But could giving up their office be a knee-jerk reaction that employers live to regret? And where working remotely isn’t an option, what smaller changes can be made before business owners have to rely on redundancies to avoid debt?

We asked the legal team at one of the most prestigious law firms in Newcastle upon Tyne, Samuel Phillips Law


What advice would you give to business owners about cutting down on overheads?

[Asam] It’s important to remember that businesses have to consider both fixed (business rates, eg.) and variable (utilities costs, eg.) overheads.

The costs of variable overheads fluctuate during the year. An obvious example is the cost of heating offices, which increases during the cooler months. Certain businesses benefit from agreeing to pay the cost of heating in monthly payments which reflect the cost for the whole year, and can drastically improve cashflow in the months when usage is high.

Cashflow is fundamental to any business. The inability for a business to satisfy its debts as and when they’re due is the main criteria for how the solvency of a business is determined.

What about fixed overheads?

[Thomas] Let’s use business rates as an example. A business has the right to challenge the basis of valuation, which can lead to a significant reduction in the amount that it is required to pay.

However, this area is fraught with danger due to aggressive and unscrupulous consultants, who offer this service and who are successful in securing reductions but charge significant fees which are payable annually. Great care must be taken to review the terms and conditions when appointing an agent. Ensure that you appoint reputable agents and fully understand what the cost will be before proceeding.

Of course, a business can also seek to challenge the rating assessment itself, as there’s no requirement to appoint an agent. The process has become easier to navigate in recent years, with significant help and guidance available, which could help you avoid the risk of being hit with hefty agent fees at all.


When it comes to reducing overheads, does teamwork make the dreamwork?

[Asam] It can do! There’s always potential to agree reduced rates for common services and consumables by being part of a buying group or association.

Due to their collective buying power, associations can often agree reduced rates on anything from paper and ink toner to broadband contracts, so it’s always worth speaking with other businesses in close proximity to you. If businesses can collectively buy together, they can each benefit from the savings that their collective purchasing power brings.

A significant overhead to any businesses is the cost of servicing debt – will rising interest rates make this even more expensive?

- WHAT YOU HAVE TO DO: In the interview on cutting business overheads, what is named as the main criterion for determining whether a business is solvent?

- EXTRACTED RECORDS:
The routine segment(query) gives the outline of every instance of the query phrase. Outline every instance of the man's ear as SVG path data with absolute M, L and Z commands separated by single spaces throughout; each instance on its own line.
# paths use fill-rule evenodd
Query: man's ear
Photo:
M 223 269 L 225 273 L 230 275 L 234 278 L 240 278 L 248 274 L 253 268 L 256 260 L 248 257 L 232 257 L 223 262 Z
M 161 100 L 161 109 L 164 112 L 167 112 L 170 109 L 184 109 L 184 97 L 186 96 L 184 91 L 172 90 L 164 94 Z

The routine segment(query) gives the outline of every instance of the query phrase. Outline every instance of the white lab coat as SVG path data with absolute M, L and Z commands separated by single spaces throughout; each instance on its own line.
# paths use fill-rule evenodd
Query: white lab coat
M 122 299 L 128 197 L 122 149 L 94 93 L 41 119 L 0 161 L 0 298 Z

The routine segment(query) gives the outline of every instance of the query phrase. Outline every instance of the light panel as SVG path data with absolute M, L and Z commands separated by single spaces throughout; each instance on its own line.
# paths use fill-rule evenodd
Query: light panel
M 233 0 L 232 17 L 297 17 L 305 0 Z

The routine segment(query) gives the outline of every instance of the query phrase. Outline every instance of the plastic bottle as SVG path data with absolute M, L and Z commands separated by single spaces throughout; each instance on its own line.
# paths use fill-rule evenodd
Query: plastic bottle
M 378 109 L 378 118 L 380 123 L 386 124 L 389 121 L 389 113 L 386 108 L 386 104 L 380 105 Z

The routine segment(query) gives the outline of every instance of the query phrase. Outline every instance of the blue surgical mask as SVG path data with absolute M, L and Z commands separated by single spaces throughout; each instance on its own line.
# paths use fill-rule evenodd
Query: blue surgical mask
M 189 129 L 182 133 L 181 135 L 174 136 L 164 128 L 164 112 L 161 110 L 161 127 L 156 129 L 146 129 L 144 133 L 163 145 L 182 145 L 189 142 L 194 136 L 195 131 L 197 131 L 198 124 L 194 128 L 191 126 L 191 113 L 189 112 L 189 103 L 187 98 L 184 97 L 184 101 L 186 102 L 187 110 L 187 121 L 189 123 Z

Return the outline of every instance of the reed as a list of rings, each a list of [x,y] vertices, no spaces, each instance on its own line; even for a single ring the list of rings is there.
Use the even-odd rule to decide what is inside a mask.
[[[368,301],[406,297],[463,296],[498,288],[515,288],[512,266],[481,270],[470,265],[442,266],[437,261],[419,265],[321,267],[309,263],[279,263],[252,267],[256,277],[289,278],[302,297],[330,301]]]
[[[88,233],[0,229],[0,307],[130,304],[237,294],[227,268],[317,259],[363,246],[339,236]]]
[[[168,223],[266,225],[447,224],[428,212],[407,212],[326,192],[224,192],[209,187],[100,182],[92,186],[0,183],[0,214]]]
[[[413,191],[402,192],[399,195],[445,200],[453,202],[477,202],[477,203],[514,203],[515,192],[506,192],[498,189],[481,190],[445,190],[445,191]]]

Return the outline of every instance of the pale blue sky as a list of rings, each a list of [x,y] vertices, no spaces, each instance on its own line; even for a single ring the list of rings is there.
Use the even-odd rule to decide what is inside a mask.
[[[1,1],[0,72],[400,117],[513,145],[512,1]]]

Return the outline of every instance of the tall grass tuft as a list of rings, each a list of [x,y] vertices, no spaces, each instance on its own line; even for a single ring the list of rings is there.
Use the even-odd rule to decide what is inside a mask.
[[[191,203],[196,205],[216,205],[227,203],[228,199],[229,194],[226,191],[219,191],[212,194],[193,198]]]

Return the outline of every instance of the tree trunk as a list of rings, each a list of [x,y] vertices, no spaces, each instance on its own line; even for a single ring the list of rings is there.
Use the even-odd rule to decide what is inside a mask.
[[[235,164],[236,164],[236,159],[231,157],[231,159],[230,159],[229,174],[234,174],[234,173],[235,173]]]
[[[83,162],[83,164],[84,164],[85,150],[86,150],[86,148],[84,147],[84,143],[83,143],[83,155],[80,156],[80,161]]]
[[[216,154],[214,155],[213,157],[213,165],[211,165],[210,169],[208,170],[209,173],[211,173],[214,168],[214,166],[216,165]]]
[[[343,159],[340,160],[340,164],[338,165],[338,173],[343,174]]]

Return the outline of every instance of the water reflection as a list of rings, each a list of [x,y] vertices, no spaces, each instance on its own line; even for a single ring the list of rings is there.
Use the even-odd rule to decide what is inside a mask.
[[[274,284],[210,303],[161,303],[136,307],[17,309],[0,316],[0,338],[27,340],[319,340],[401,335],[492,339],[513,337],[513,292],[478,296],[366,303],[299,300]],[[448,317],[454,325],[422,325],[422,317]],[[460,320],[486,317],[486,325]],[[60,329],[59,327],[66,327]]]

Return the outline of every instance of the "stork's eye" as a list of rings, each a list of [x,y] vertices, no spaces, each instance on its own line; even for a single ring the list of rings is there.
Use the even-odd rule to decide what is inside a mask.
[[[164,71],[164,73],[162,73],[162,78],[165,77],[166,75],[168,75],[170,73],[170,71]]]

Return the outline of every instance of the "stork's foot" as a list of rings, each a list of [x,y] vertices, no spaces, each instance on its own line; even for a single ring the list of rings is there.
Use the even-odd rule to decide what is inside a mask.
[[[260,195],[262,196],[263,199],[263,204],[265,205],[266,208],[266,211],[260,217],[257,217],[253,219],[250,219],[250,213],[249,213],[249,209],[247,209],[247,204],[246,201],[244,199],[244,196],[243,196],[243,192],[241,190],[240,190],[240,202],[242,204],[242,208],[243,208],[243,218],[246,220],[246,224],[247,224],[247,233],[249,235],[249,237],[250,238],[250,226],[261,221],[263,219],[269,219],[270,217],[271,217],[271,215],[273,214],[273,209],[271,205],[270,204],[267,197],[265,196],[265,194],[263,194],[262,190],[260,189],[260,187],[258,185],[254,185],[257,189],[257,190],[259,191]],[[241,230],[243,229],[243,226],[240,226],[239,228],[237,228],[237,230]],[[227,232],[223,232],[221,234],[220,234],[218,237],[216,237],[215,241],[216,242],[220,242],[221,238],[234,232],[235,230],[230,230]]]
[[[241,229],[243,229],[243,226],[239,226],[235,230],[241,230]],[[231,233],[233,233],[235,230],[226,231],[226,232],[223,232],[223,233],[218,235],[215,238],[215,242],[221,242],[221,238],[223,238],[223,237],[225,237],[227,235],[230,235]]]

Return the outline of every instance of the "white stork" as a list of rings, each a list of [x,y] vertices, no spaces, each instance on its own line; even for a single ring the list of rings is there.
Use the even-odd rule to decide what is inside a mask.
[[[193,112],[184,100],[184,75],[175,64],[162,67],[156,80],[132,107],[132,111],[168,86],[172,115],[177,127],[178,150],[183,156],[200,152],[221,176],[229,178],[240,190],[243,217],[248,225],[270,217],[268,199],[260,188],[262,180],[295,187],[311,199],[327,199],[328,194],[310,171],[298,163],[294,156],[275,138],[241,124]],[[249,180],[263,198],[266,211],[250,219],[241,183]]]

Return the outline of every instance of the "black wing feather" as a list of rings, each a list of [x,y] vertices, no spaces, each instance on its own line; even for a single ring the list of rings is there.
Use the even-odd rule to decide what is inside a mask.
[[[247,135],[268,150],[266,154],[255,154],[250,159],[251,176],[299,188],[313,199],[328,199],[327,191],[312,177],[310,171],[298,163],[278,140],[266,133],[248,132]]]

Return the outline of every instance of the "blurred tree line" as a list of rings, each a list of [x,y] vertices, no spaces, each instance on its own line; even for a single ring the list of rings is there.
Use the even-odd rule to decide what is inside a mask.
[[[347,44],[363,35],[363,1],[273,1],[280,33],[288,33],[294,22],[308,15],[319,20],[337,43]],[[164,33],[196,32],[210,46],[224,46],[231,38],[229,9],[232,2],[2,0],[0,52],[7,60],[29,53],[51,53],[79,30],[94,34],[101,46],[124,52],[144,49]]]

- SOLUTION: Whether the business is unable to satisfy its debts as and when they're due.